→ **TASK ITEM**
Render the material below as a Markdown table with the columns Row and Line, numbering each nonblank line in its own row. Leave out the pictures.

═══ STORED DATA ═══

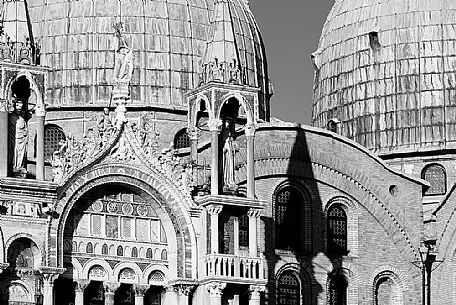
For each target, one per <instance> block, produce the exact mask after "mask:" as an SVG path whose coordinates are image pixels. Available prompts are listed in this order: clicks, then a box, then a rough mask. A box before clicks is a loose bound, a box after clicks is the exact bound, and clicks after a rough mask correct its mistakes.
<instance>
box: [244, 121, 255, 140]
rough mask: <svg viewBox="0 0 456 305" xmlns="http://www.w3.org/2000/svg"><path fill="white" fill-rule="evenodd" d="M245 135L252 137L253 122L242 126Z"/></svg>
mask: <svg viewBox="0 0 456 305" xmlns="http://www.w3.org/2000/svg"><path fill="white" fill-rule="evenodd" d="M244 131H245V136H246V137H253V136H255V125H254V124H247V125H245V127H244Z"/></svg>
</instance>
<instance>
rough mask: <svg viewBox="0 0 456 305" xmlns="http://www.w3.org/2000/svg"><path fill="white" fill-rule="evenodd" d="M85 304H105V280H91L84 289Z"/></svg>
mask: <svg viewBox="0 0 456 305" xmlns="http://www.w3.org/2000/svg"><path fill="white" fill-rule="evenodd" d="M84 305H104V286H103V282H99V281H91V282H90V283H89V285H88V286H87V288H86V289H85V290H84Z"/></svg>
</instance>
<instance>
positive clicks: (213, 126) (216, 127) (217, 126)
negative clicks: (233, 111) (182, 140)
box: [207, 119, 222, 132]
mask: <svg viewBox="0 0 456 305" xmlns="http://www.w3.org/2000/svg"><path fill="white" fill-rule="evenodd" d="M207 126H208V127H209V130H210V131H217V132H220V130H221V128H222V120H219V119H210V120H209V122H207Z"/></svg>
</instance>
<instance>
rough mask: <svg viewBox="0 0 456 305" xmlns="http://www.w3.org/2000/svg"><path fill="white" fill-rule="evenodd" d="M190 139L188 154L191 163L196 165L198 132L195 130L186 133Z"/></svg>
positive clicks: (197, 153) (197, 141)
mask: <svg viewBox="0 0 456 305" xmlns="http://www.w3.org/2000/svg"><path fill="white" fill-rule="evenodd" d="M188 137H189V138H190V148H191V149H190V152H191V157H192V161H193V162H195V164H198V131H197V130H196V129H194V130H191V131H189V132H188Z"/></svg>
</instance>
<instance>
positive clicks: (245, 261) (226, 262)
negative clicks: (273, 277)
mask: <svg viewBox="0 0 456 305" xmlns="http://www.w3.org/2000/svg"><path fill="white" fill-rule="evenodd" d="M205 263H206V277H208V278H215V277H217V278H220V277H222V278H224V277H225V278H230V279H235V278H237V279H253V280H263V279H264V269H263V258H252V257H241V256H236V255H229V254H208V255H206V257H205Z"/></svg>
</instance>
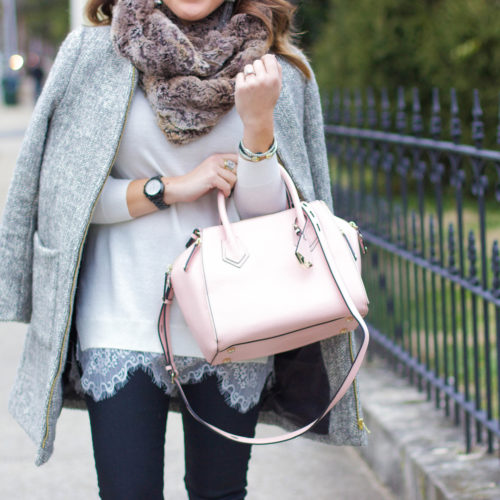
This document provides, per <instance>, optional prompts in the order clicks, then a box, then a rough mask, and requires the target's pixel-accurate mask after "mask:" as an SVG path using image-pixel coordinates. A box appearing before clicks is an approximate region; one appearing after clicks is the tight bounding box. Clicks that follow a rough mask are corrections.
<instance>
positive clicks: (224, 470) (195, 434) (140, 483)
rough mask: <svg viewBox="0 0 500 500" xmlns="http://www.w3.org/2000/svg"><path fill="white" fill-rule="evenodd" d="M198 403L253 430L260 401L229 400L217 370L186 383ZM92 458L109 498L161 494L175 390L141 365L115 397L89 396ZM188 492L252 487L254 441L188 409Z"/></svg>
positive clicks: (185, 415)
mask: <svg viewBox="0 0 500 500" xmlns="http://www.w3.org/2000/svg"><path fill="white" fill-rule="evenodd" d="M184 391H185V392H186V395H187V397H188V399H189V401H190V402H191V405H192V407H193V409H194V410H195V411H196V412H197V413H198V414H199V415H200V416H201V417H203V418H204V419H205V420H207V421H208V422H210V423H213V424H215V425H217V426H219V427H221V428H223V429H225V430H228V431H230V432H233V433H236V434H242V435H246V436H253V435H254V432H255V426H256V423H257V417H258V413H259V409H258V407H255V408H253V409H251V410H250V411H249V412H248V413H245V414H243V413H239V412H238V411H236V410H235V409H233V408H230V407H229V406H228V405H227V404H226V403H225V401H224V398H223V396H221V394H220V393H219V390H218V388H217V378H216V377H215V376H211V377H208V378H206V379H205V380H203V381H202V382H200V383H198V384H189V385H185V386H184ZM86 400H87V407H88V410H89V416H90V425H91V429H92V442H93V446H94V458H95V463H96V469H97V478H98V482H99V493H100V496H101V498H102V499H103V500H161V499H163V463H164V446H165V428H166V423H167V413H168V407H169V403H170V398H169V396H167V395H165V393H164V392H163V391H162V390H161V389H159V388H158V387H157V386H156V385H154V383H153V382H152V380H151V377H150V376H149V375H147V374H146V373H144V372H143V371H142V370H137V371H136V372H134V373H133V374H132V376H131V378H130V380H129V381H128V382H127V384H126V385H125V387H123V388H122V389H120V390H119V391H118V392H117V393H116V395H114V396H113V397H112V398H109V399H105V400H103V401H100V402H97V403H96V402H95V401H93V400H92V398H91V397H88V396H87V398H86ZM182 419H183V425H184V448H185V456H184V459H185V464H186V475H185V477H184V482H185V484H186V489H187V491H188V494H189V499H190V500H202V499H203V500H205V499H220V500H240V499H243V498H245V495H246V484H247V482H246V475H247V468H248V461H249V459H250V449H251V446H249V445H245V444H241V443H235V442H233V441H229V440H227V439H226V438H223V437H222V436H219V435H218V434H215V433H214V432H212V431H210V430H209V429H207V428H206V427H204V426H203V425H201V424H199V423H198V422H196V421H195V420H194V419H193V418H192V417H191V415H189V414H188V412H187V410H185V409H184V410H183V413H182Z"/></svg>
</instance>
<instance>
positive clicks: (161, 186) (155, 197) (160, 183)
mask: <svg viewBox="0 0 500 500" xmlns="http://www.w3.org/2000/svg"><path fill="white" fill-rule="evenodd" d="M164 192H165V185H164V184H163V181H162V180H161V175H156V176H155V177H151V179H149V180H148V181H147V182H146V184H144V195H145V196H146V198H147V199H148V200H149V201H151V202H152V203H154V204H155V206H156V207H157V208H158V209H160V210H163V209H165V208H168V207H169V206H170V205H167V204H166V203H165V201H164V200H163V193H164Z"/></svg>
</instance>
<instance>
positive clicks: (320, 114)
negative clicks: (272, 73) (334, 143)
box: [304, 70, 332, 208]
mask: <svg viewBox="0 0 500 500" xmlns="http://www.w3.org/2000/svg"><path fill="white" fill-rule="evenodd" d="M311 75H312V76H311V78H310V79H309V80H308V81H307V83H306V86H305V89H304V140H305V143H306V148H307V154H308V157H309V165H310V168H311V175H312V180H313V185H314V191H315V194H316V198H317V199H319V200H323V201H325V202H326V204H327V205H328V206H329V207H330V208H332V192H331V186H330V169H329V165H328V157H327V153H326V143H325V129H324V123H323V111H322V109H321V100H320V95H319V89H318V84H317V83H316V78H315V77H314V73H313V72H312V70H311Z"/></svg>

═══

→ **TASK ANSWER**
| Row | Line |
|---|---|
| 1 | For each target, one per <instance> block, produce the exact mask after "mask:" as an SVG path whose coordinates are image pixels. Available prompts are listed in this order: clicks, then a box, then a rough mask. A box before clicks is a loose bound, a box after clicks is the exact bound, and clicks after a rough mask correct its mistakes. |
| 2 | <instance> |
| 3 | box: [244, 121, 255, 140] |
| 4 | rough mask: <svg viewBox="0 0 456 305" xmlns="http://www.w3.org/2000/svg"><path fill="white" fill-rule="evenodd" d="M245 135L252 137L253 122L242 126Z"/></svg> |
| 5 | mask: <svg viewBox="0 0 456 305" xmlns="http://www.w3.org/2000/svg"><path fill="white" fill-rule="evenodd" d="M244 131H245V136H246V137H253V136H255V125H254V124H247V125H245V127H244Z"/></svg> |
| 6 | </instance> |
| 7 | <instance> |
| 8 | rough mask: <svg viewBox="0 0 456 305" xmlns="http://www.w3.org/2000/svg"><path fill="white" fill-rule="evenodd" d="M85 304H105V280H91L84 289Z"/></svg> |
| 9 | mask: <svg viewBox="0 0 456 305" xmlns="http://www.w3.org/2000/svg"><path fill="white" fill-rule="evenodd" d="M84 305H104V286H103V282H99V281H91V282H90V283H89V285H88V286H87V288H86V289H85V290H84Z"/></svg> |
| 10 | </instance> |
| 11 | <instance> |
| 12 | positive clicks: (213, 126) (216, 127) (217, 126) |
| 13 | negative clicks: (233, 111) (182, 140) |
| 14 | box: [207, 119, 222, 132] |
| 15 | mask: <svg viewBox="0 0 456 305" xmlns="http://www.w3.org/2000/svg"><path fill="white" fill-rule="evenodd" d="M207 126H208V127H209V130H210V131H217V132H220V130H221V128H222V120H219V119H210V120H209V122H207Z"/></svg> |
| 16 | </instance> |
| 17 | <instance> |
| 18 | rough mask: <svg viewBox="0 0 456 305" xmlns="http://www.w3.org/2000/svg"><path fill="white" fill-rule="evenodd" d="M190 139L188 154L191 163L196 165L198 132L195 130L186 133Z"/></svg> |
| 19 | positive clicks: (197, 153) (197, 141) |
| 20 | mask: <svg viewBox="0 0 456 305" xmlns="http://www.w3.org/2000/svg"><path fill="white" fill-rule="evenodd" d="M188 137H189V138H190V148H191V149H190V152H191V157H192V161H193V162H195V164H198V131H197V130H196V129H194V130H191V131H189V132H188Z"/></svg> |
| 21 | </instance> |
| 22 | <instance> |
| 23 | positive clicks: (245, 261) (226, 262) |
| 24 | negative clicks: (273, 277) |
| 25 | mask: <svg viewBox="0 0 456 305" xmlns="http://www.w3.org/2000/svg"><path fill="white" fill-rule="evenodd" d="M205 263H206V277H208V278H215V277H217V278H220V277H222V278H224V277H225V278H230V279H235V278H237V279H253V280H263V279H264V269H263V258H252V257H241V256H236V255H229V254H208V255H206V257H205Z"/></svg> |
| 26 | </instance> |
| 27 | This document provides, per <instance>, optional prompts in the order clicks, then a box, then a rough mask, and requires the target's pixel-accurate mask after "mask:" as an SVG path using image-pixel coordinates. A box appearing before clicks is an approximate region; one appearing after clicks is the tight bounding box. Clicks that follow a rough mask are corrections. |
| 28 | <instance> |
| 29 | positive clicks: (224, 470) (195, 434) (140, 483) |
| 30 | rough mask: <svg viewBox="0 0 500 500" xmlns="http://www.w3.org/2000/svg"><path fill="white" fill-rule="evenodd" d="M198 403L253 430L260 401L229 400L217 370L186 383ZM92 458L109 498L161 494L175 390L141 365L115 397L89 396ZM188 492L252 487L254 441L188 409Z"/></svg> |
| 31 | positive clicks: (185, 415) |
| 32 | mask: <svg viewBox="0 0 500 500" xmlns="http://www.w3.org/2000/svg"><path fill="white" fill-rule="evenodd" d="M184 391H185V392H186V395H187V397H188V399H189V401H190V402H191V405H192V407H193V409H194V410H195V411H196V412H197V413H198V414H199V415H200V416H201V417H203V418H204V419H205V420H207V421H208V422H210V423H213V424H215V425H217V426H219V427H221V428H223V429H225V430H228V431H230V432H233V433H236V434H242V435H246V436H253V435H254V432H255V426H256V423H257V417H258V413H259V409H258V407H255V408H253V409H251V410H250V411H249V412H248V413H245V414H243V413H239V412H238V411H236V410H235V409H233V408H230V407H229V406H228V405H227V404H226V403H225V401H224V398H223V396H221V394H220V393H219V390H218V388H217V378H216V377H215V376H211V377H208V378H206V379H205V380H203V381H202V382H200V383H198V384H189V385H185V386H184ZM86 400H87V407H88V410H89V416H90V425H91V429H92V442H93V446H94V458H95V463H96V469H97V478H98V482H99V493H100V496H101V498H102V499H103V500H161V499H163V463H164V446H165V428H166V423H167V413H168V407H169V403H170V398H169V396H167V395H165V393H164V392H163V391H162V390H161V389H159V388H158V387H157V386H156V385H154V383H153V382H152V380H151V377H150V376H149V375H147V374H146V373H144V372H143V371H142V370H137V371H136V372H134V373H133V374H132V376H131V378H130V380H129V381H128V382H127V384H126V385H125V387H123V388H122V389H120V390H119V391H118V392H117V393H116V395H114V396H113V397H112V398H109V399H105V400H103V401H100V402H97V403H96V402H95V401H93V400H92V398H91V397H88V396H87V398H86ZM182 419H183V425H184V448H185V456H184V459H185V464H186V475H185V477H184V482H185V484H186V489H187V491H188V494H189V499H190V500H202V499H203V500H205V499H220V500H240V499H243V498H245V495H246V484H247V482H246V475H247V468H248V461H249V459H250V449H251V446H249V445H245V444H241V443H235V442H233V441H229V440H227V439H226V438H223V437H222V436H219V435H218V434H215V433H214V432H212V431H210V430H209V429H207V428H206V427H204V426H203V425H201V424H199V423H198V422H196V421H195V420H194V419H193V418H192V417H191V415H189V414H188V412H187V410H185V409H184V410H183V413H182Z"/></svg> |
| 33 | </instance> |
| 34 | <instance> |
| 35 | positive clicks: (161, 186) (155, 197) (160, 183) |
| 36 | mask: <svg viewBox="0 0 500 500" xmlns="http://www.w3.org/2000/svg"><path fill="white" fill-rule="evenodd" d="M164 192H165V185H164V184H163V181H162V180H161V175H156V176H155V177H151V179H149V180H148V181H147V182H146V184H144V195H145V196H146V198H147V199H148V200H149V201H151V202H152V203H154V204H155V206H156V207H157V208H158V209H160V210H163V209H165V208H168V207H169V206H170V205H167V204H166V203H165V201H164V200H163V193H164Z"/></svg> |
| 37 | </instance> |
| 38 | <instance> |
| 39 | positive clicks: (320, 114) |
| 40 | negative clicks: (272, 73) (334, 143) |
| 41 | box: [304, 70, 332, 208] |
| 42 | mask: <svg viewBox="0 0 500 500" xmlns="http://www.w3.org/2000/svg"><path fill="white" fill-rule="evenodd" d="M311 75H312V76H311V78H310V79H309V80H308V81H307V83H306V86H305V89H304V140H305V143H306V148H307V154H308V157H309V165H310V168H311V175H312V180H313V185H314V191H315V194H316V198H317V199H319V200H323V201H325V202H326V204H327V205H328V206H329V207H330V208H332V192H331V186H330V169H329V165H328V157H327V153H326V143H325V129H324V123H323V111H322V109H321V100H320V95H319V89H318V84H317V83H316V78H315V77H314V73H313V72H312V70H311Z"/></svg> |